### TO DO
Pull out of the data below the stretch of lines bounded by the one containing "Target: dark shoulder" and the one containing "[ ] one point per instance of the calm", both bounds included, unchanged.

#### INFORMATION ####

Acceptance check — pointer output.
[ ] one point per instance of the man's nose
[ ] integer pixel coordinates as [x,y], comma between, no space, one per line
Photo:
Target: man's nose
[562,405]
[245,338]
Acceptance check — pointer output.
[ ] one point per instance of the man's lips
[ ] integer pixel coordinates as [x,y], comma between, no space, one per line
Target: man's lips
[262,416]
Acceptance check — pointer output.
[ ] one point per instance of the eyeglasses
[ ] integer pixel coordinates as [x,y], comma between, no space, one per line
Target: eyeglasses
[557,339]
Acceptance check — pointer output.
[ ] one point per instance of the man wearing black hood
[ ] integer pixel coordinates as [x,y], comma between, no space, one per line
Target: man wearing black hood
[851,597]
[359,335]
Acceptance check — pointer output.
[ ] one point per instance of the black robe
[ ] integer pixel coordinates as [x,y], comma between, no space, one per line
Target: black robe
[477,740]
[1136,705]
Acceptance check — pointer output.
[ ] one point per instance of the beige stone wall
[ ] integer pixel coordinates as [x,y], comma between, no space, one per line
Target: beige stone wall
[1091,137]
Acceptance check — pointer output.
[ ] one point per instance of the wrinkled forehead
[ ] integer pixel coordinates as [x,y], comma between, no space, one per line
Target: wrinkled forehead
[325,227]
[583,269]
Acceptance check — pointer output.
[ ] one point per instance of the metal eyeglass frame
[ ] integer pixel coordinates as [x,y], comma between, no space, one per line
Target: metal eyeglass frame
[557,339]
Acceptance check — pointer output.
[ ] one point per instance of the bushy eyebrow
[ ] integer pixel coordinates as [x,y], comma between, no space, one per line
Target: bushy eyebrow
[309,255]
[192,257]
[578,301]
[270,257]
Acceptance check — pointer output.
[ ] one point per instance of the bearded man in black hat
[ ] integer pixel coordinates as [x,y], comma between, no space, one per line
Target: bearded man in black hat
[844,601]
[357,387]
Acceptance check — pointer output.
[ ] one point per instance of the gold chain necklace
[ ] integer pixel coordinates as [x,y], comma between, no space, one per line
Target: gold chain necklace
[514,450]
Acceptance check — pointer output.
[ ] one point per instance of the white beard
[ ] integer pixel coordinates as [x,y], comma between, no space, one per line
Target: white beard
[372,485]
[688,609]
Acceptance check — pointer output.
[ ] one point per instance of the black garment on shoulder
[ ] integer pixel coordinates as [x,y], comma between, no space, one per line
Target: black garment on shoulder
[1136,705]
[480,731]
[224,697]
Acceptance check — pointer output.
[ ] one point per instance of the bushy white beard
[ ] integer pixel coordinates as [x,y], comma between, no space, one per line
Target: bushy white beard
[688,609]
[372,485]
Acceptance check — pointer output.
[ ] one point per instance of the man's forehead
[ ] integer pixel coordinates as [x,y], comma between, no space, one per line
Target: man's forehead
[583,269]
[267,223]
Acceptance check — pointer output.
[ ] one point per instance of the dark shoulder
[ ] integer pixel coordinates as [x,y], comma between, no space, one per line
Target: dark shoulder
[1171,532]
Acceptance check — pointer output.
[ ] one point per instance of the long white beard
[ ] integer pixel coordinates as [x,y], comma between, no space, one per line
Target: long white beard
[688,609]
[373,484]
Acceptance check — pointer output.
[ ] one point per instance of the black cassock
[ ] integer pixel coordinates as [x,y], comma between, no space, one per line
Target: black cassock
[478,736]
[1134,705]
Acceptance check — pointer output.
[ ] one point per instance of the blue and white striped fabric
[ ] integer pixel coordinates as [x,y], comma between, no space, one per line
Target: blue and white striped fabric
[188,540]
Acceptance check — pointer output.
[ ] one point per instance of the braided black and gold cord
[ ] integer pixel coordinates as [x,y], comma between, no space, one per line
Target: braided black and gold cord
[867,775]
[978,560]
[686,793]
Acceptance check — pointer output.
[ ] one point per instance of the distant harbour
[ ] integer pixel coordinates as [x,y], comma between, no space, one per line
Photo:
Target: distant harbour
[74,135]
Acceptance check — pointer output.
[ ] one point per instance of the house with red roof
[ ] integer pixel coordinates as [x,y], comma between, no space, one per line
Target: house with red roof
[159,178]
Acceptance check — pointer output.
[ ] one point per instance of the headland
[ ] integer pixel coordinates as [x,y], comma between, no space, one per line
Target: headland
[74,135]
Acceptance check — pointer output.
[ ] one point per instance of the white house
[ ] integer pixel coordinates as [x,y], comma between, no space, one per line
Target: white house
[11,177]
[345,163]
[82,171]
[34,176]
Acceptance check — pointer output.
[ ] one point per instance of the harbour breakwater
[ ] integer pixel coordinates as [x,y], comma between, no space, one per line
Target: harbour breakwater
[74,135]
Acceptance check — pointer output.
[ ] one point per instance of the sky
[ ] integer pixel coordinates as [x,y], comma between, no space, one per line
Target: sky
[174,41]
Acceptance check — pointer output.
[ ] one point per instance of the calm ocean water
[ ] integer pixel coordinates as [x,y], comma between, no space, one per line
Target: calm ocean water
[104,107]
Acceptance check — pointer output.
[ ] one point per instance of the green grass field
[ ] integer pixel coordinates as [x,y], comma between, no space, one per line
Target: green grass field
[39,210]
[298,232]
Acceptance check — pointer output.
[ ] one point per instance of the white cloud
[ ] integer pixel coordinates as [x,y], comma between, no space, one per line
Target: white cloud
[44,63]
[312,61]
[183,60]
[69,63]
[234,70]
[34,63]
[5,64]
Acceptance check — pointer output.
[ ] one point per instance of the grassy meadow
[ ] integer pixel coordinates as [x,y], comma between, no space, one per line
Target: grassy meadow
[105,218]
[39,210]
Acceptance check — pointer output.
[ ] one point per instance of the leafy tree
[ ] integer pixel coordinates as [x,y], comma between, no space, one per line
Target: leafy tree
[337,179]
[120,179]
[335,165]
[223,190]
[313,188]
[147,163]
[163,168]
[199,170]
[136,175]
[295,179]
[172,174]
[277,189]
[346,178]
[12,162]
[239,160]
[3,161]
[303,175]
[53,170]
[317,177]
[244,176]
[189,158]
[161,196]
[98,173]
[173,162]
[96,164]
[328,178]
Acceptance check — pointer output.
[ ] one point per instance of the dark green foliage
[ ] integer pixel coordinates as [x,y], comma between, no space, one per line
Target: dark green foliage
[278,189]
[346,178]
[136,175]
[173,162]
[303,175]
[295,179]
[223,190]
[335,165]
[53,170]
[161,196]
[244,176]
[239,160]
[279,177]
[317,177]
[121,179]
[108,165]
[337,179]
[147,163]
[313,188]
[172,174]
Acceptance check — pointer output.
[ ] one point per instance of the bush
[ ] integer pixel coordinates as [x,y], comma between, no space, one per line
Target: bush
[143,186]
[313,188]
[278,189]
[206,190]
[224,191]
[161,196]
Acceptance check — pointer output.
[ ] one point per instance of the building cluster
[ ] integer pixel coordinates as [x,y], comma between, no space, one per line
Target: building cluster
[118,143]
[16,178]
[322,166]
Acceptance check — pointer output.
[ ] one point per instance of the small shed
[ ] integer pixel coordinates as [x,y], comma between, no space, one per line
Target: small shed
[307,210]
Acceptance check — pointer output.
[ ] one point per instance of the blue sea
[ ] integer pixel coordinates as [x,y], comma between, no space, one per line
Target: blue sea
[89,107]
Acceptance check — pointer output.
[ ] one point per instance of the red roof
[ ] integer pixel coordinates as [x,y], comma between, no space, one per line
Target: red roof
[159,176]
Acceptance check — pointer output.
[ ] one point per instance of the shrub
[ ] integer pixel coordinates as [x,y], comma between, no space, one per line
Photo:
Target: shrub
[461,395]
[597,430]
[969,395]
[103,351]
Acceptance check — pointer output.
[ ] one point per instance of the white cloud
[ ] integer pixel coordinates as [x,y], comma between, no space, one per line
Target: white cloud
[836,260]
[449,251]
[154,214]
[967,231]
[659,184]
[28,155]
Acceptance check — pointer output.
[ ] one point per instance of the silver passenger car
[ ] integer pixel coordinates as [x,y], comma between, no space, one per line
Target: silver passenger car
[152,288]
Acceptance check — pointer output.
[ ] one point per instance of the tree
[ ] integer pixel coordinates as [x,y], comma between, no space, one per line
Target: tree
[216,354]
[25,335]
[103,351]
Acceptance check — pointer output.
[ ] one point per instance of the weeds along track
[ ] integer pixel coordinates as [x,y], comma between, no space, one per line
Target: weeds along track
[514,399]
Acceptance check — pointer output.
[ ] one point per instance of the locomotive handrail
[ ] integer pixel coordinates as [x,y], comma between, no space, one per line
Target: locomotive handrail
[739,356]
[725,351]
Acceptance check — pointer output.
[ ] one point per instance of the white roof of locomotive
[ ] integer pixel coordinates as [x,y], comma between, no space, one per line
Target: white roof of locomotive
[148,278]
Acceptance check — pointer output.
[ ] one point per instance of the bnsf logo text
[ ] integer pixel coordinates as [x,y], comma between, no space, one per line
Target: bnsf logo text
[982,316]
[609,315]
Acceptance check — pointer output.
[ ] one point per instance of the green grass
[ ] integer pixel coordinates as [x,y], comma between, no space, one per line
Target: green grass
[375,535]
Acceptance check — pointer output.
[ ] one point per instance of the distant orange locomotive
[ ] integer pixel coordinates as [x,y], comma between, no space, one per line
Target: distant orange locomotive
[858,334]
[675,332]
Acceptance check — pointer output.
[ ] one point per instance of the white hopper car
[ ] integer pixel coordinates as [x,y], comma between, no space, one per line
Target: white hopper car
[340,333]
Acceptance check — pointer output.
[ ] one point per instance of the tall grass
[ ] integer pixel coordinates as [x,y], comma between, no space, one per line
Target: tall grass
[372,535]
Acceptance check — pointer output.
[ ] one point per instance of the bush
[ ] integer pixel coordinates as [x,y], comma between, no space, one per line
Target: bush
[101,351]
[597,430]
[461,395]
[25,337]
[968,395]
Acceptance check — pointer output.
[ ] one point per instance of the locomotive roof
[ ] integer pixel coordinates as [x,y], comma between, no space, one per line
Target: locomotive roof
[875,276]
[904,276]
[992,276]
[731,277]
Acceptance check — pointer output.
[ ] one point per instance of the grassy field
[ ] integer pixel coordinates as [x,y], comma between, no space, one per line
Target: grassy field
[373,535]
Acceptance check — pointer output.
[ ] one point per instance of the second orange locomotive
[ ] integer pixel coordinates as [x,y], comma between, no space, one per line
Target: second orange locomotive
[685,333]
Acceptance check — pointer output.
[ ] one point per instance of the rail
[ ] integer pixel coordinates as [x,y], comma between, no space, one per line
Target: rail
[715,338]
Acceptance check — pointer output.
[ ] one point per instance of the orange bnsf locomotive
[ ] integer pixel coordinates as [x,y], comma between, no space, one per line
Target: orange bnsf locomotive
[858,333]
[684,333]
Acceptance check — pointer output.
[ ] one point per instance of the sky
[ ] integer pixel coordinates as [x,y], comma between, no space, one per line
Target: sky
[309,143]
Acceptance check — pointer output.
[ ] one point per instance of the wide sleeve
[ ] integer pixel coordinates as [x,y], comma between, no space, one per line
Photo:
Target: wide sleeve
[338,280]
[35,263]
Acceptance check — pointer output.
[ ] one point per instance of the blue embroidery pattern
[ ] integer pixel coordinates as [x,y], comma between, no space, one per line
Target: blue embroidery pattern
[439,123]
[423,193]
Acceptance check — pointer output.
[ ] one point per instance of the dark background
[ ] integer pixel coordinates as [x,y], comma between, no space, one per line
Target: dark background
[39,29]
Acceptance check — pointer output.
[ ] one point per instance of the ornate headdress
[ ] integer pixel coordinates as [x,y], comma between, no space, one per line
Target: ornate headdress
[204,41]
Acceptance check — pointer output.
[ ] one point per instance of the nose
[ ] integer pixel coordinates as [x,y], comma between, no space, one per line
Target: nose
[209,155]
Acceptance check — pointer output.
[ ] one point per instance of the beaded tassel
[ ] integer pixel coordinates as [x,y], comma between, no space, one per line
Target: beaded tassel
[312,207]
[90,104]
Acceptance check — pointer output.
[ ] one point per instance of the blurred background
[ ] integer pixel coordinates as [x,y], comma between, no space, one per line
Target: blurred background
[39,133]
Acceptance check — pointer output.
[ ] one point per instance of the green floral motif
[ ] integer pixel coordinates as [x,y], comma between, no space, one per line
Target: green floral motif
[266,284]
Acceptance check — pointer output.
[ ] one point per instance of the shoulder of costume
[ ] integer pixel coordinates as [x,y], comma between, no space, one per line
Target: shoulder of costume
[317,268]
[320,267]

####

### WRITTEN SOLUTION
Target: dark shoulder
[1171,532]
Acceptance check — pointer output.
[ ] one point per instance of the long white beard
[ ] integer pixel coordinates as [x,y], comma between, no space, one per line
Target: long white beard
[688,609]
[373,484]
Acceptance check — pointer output.
[ ] one point per instance of the black cassock
[ ] integer pixel coordinates as [x,y], comma between, no space, one per line
Target: black cassock
[478,736]
[1134,705]
Acceptance check — pointer output.
[ ] one point per instance of the blue and white striped fabric
[ ] integer pixel coordinates as [x,y], comma between, no space, one per line
Target: blue and white striped fabric
[188,540]
Acceptance check — pointer output.
[ ] one point per instance of the braided black and gold cord
[ ] integer pixel coordinates as [x,y], comma between, no space, one per line
Target: braided black and gold cord
[867,775]
[978,560]
[686,793]
Acceptance check — pointer output.
[ ] one point per instance of the distant harbour
[ ] integer pixel coordinates as [x,y], comma between, no space, one per line
Photo:
Target: distant harbour
[74,135]
Acceptance check — pointer output.
[ ] one point per instance of the house with red roof
[ ] integer pixel coordinates as [x,y], comma between, no space, one per line
Target: house with red roof
[159,178]
Acceptance check — pointer output.
[ ] one point per instance of the headland
[ ] integer pixel coordinates as [x,y], comma between, no space, one per line
Target: headland
[74,135]
Acceptance check — pointer output.
[ ] one point per instance of the white house
[ ] integer pixel coordinates as [x,y], comma between, no space, one per line
Target: white house
[11,177]
[345,163]
[82,171]
[34,176]
Acceptance check — pointer output.
[ ] one point per instance of the harbour breakwater
[ ] integer pixel coordinates as [x,y], comma between, no space, one per line
Target: harbour breakwater
[74,135]
Acceptance check — pointer output.
[ ] one point per instance of the sky
[ ] integer pixel coordinates as [x,y], comma between, no space, one per line
Target: sky
[174,41]
Acceptance check — pointer output.
[ ] one point per instance of the calm ocean water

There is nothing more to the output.